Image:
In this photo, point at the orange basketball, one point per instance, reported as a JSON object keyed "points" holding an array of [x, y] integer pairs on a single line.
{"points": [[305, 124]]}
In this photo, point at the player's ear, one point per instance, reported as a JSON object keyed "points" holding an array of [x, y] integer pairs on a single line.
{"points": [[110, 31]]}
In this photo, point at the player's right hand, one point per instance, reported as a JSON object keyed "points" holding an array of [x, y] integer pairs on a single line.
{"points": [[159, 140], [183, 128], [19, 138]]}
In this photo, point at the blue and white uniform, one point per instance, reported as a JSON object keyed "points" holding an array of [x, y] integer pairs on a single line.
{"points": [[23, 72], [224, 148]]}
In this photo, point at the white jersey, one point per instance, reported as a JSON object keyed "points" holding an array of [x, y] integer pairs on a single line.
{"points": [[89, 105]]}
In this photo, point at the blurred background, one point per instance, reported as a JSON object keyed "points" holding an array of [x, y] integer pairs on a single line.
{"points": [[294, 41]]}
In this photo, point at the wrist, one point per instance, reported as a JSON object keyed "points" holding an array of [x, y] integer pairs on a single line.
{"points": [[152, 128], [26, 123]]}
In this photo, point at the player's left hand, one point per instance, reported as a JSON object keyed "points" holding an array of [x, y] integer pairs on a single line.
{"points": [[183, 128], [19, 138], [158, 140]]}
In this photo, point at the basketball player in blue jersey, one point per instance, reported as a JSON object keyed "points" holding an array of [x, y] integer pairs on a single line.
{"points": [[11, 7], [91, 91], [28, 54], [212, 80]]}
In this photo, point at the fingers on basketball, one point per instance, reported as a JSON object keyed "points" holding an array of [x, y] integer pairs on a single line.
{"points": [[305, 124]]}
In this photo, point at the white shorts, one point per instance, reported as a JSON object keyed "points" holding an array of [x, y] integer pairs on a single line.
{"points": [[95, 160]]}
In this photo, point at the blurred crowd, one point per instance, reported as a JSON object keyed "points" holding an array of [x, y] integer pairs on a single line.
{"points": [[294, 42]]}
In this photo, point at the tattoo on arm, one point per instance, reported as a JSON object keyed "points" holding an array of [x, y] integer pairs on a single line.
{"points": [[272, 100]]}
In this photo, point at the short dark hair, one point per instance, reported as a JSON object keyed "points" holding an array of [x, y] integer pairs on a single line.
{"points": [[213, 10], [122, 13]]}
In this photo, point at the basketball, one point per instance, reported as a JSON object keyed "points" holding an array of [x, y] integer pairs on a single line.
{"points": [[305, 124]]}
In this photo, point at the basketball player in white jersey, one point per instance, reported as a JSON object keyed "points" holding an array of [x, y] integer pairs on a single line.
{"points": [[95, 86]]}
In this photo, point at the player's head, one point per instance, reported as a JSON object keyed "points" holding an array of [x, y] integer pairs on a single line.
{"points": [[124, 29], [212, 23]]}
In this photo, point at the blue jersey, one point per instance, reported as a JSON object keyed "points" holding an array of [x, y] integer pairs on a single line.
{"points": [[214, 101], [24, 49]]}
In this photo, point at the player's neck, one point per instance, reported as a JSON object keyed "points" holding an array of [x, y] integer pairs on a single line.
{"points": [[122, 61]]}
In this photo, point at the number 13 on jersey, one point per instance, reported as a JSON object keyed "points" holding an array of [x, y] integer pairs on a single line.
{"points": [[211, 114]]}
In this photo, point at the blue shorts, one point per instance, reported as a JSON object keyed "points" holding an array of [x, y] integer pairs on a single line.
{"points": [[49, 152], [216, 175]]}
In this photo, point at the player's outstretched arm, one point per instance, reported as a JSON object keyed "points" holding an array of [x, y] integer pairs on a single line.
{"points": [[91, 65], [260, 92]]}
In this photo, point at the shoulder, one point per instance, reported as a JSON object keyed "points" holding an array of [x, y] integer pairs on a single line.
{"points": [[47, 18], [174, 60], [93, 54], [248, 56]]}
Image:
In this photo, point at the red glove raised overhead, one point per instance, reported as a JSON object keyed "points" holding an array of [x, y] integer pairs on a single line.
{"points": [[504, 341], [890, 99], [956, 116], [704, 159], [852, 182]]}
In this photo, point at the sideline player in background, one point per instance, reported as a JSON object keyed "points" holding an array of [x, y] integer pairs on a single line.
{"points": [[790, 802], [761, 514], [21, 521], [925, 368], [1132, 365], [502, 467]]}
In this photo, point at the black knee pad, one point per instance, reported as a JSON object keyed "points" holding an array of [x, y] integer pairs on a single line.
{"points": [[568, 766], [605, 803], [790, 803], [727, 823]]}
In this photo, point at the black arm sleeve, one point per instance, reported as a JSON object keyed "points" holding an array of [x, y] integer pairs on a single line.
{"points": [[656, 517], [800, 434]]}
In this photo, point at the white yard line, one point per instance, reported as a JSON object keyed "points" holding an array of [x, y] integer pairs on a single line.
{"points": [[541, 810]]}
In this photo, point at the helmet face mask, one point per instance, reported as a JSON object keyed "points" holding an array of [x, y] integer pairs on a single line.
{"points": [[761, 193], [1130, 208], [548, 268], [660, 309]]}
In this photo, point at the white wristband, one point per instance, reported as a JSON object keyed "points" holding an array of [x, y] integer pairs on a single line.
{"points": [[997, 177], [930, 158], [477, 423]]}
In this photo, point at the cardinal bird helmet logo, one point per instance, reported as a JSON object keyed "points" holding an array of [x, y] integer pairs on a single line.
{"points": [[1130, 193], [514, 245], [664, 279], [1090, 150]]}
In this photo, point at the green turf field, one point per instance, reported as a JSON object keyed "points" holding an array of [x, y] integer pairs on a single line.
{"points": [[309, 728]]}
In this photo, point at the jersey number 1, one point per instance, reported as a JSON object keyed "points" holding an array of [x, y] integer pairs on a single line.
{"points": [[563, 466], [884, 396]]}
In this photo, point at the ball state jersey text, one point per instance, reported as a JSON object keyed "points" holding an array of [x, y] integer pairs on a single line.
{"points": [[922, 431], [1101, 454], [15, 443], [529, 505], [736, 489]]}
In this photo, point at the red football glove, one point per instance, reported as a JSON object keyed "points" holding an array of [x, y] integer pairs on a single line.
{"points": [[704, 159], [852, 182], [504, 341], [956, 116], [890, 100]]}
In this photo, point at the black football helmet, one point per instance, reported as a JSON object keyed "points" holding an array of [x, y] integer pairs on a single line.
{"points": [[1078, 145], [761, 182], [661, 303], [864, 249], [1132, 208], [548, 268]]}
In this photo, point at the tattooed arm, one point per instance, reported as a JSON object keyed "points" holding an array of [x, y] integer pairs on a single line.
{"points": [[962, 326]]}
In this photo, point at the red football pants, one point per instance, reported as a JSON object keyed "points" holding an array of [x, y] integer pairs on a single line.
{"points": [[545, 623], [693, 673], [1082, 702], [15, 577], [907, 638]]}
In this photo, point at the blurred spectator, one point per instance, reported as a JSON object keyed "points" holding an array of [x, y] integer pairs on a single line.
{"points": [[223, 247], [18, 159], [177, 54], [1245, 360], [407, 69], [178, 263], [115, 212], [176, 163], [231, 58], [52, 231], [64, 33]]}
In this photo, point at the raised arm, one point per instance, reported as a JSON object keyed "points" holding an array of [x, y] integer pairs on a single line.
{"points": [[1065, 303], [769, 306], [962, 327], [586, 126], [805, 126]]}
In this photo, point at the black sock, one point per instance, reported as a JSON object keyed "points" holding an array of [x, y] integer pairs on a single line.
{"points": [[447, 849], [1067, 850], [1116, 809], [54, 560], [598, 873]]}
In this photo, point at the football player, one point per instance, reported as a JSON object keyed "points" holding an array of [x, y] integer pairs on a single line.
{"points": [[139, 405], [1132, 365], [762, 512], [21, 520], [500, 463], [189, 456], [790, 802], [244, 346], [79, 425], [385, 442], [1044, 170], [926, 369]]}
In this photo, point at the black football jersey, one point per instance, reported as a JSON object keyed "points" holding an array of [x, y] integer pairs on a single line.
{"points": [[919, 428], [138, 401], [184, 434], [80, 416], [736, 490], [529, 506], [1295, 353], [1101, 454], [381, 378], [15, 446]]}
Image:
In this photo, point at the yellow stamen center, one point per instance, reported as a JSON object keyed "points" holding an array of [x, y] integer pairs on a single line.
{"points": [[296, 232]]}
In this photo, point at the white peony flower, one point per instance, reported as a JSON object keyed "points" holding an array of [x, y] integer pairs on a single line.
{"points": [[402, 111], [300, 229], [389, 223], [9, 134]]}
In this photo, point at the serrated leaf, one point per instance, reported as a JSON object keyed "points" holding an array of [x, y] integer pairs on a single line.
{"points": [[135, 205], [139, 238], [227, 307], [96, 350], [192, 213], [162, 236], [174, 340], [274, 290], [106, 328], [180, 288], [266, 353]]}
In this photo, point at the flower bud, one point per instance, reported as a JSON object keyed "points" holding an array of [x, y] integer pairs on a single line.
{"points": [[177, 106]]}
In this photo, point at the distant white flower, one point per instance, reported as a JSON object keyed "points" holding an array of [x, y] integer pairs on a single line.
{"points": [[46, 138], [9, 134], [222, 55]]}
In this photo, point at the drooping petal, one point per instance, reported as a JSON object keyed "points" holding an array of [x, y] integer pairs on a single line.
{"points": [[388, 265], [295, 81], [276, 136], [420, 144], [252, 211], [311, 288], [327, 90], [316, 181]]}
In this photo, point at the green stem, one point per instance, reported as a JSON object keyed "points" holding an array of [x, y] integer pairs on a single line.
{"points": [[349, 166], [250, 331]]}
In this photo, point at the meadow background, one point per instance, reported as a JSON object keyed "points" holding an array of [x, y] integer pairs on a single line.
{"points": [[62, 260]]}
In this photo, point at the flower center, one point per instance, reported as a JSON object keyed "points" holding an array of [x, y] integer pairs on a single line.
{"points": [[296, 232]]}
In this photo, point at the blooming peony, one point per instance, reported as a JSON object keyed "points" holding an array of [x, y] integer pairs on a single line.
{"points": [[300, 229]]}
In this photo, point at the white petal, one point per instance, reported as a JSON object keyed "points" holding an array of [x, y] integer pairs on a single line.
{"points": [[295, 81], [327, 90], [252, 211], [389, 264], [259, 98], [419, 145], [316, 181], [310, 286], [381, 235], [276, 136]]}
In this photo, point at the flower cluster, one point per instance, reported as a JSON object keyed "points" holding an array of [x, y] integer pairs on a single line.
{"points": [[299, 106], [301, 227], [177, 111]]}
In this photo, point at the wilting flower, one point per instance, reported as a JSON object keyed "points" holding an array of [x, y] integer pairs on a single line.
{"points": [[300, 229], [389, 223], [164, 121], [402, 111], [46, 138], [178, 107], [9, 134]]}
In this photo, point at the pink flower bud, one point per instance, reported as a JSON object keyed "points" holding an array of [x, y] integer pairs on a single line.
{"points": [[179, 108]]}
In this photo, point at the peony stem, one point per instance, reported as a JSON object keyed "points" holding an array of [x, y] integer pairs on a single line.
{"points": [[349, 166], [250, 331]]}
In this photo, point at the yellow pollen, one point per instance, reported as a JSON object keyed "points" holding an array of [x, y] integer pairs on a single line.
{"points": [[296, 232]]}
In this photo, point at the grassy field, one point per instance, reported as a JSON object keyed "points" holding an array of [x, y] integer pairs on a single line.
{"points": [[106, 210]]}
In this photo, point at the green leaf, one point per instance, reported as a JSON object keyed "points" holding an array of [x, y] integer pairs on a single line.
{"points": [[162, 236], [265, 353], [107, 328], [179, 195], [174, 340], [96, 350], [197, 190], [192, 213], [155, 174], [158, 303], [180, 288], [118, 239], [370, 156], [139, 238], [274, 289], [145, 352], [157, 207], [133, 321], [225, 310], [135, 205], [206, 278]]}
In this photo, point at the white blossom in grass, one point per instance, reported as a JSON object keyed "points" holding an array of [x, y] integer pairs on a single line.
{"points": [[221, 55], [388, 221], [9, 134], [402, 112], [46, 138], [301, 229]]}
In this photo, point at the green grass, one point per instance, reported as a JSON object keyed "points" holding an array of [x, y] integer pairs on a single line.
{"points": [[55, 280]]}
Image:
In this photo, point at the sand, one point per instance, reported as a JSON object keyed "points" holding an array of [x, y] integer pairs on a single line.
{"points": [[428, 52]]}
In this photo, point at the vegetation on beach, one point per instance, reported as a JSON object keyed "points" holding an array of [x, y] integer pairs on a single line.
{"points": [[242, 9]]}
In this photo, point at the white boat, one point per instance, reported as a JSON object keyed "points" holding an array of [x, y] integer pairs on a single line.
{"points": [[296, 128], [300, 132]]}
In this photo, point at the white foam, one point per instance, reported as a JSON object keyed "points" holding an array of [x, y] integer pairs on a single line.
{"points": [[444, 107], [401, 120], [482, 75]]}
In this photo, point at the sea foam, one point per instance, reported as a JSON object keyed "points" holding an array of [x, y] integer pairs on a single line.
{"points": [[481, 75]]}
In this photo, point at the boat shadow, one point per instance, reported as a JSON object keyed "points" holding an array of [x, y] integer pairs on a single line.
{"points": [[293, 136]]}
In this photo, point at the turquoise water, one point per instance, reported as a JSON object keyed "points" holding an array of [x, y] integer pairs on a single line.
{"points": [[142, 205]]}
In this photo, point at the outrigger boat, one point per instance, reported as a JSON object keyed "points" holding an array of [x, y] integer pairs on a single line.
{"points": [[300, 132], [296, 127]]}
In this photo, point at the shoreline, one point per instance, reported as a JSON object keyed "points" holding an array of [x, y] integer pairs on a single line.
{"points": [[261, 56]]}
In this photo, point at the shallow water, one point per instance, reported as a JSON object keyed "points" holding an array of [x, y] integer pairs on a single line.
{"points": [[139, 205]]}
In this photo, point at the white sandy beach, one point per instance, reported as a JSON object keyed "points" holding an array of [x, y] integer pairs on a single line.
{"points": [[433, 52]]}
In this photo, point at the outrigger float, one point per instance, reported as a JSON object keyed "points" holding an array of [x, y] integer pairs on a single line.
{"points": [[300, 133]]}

=====

PROBLEM DESCRIPTION -
Reproduce only the lines running from the one with "In this photo, point at the outrigger boat, one" through the final line of the listing above, both ends included.

THE OUTPUT -
In this photo, point at the outrigger boat, one point per instance, reported as a JSON object keyed "points" holding an array of [x, y] integer pairs on a single line.
{"points": [[300, 132], [296, 127]]}
In this photo, point at the shoreline, one point per instance, reported as a JSON object keyed "points" holding an array of [x, y] integer pairs on a single line.
{"points": [[261, 56]]}
In this photo, point at the shallow water, one point per instance, reported as a JSON object keyed "points" holding an array of [x, y] integer pairs on a single line.
{"points": [[139, 205]]}
In this photo, point at the white sandy beach, one point per instance, reported as a JSON object keyed "points" holding an array of [x, y] integer pairs on a single line.
{"points": [[433, 52]]}
In this photo, point at the outrigger float, one point per instance, reported as a JSON object keyed "points" holding an array of [x, y] integer pairs on a single line.
{"points": [[300, 133]]}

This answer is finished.